* **Text for analysis**:
New York News

AG’s Office Reports State Undercounted COVID-19 Deaths in Nursing Homes

WINDSOR TERRACE — On Jan. 28, New York State Attorney General Letitia James released the findings from her office’s ongoing investigations into nursing homes’ responses during the pandemic. Collected data from 62 facilities — 10 percent of New York’s total facilities — during specific time periods suggests that New York’s Department of Health (DOH) undercounted COVID-19 resident deaths associated with nursing homes by 56 percent.

The day after the report was released, Governor Andrew Cuomo deflected and defended himself, saying the office’s findings confirmed what State Health Commissioner Dr. Howard Zucker has stated in the last year and that New York followed federal guidelines issued at the time. When asked by a reporter what he would say to the families who lost loved ones to the coronavirus in nursing homes, Cuomo responded, “Everyone did the best they could.”

* **Task prompt**:
Answer these questions using the article above on nursing home COVID-19 deaths.
(a) From how many nursing home facilities did the Attorney General's office collect data?
(b) By what percentage does the data suggest the Department of Health undercounted COVID-19 resident deaths associated with nursing homes?
(c) What was Cuomo's reply when a reporter asked what he would say to families who lost loved ones in nursing homes?

* **Listed records**:
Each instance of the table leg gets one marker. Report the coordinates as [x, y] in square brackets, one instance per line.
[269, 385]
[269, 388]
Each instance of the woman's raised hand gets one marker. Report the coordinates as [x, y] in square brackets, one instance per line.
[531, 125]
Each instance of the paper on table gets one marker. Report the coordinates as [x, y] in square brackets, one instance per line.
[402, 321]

* * *

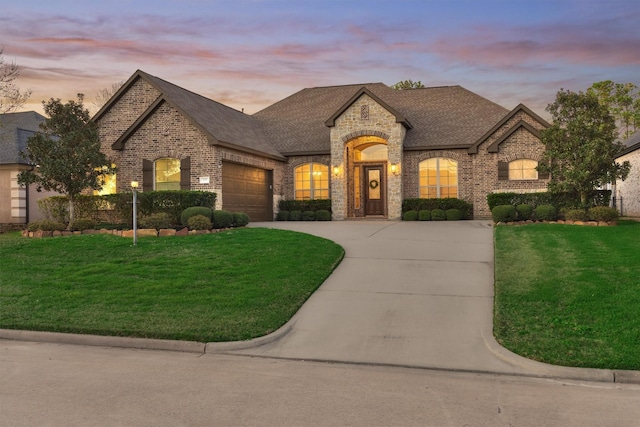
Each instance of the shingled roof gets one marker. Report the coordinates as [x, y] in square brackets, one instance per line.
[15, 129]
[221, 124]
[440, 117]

* **Exercise response**:
(a) 62 facilities, which is 10 percent of New York's total.
(b) 56 percent.
(c) "Everyone did the best they could."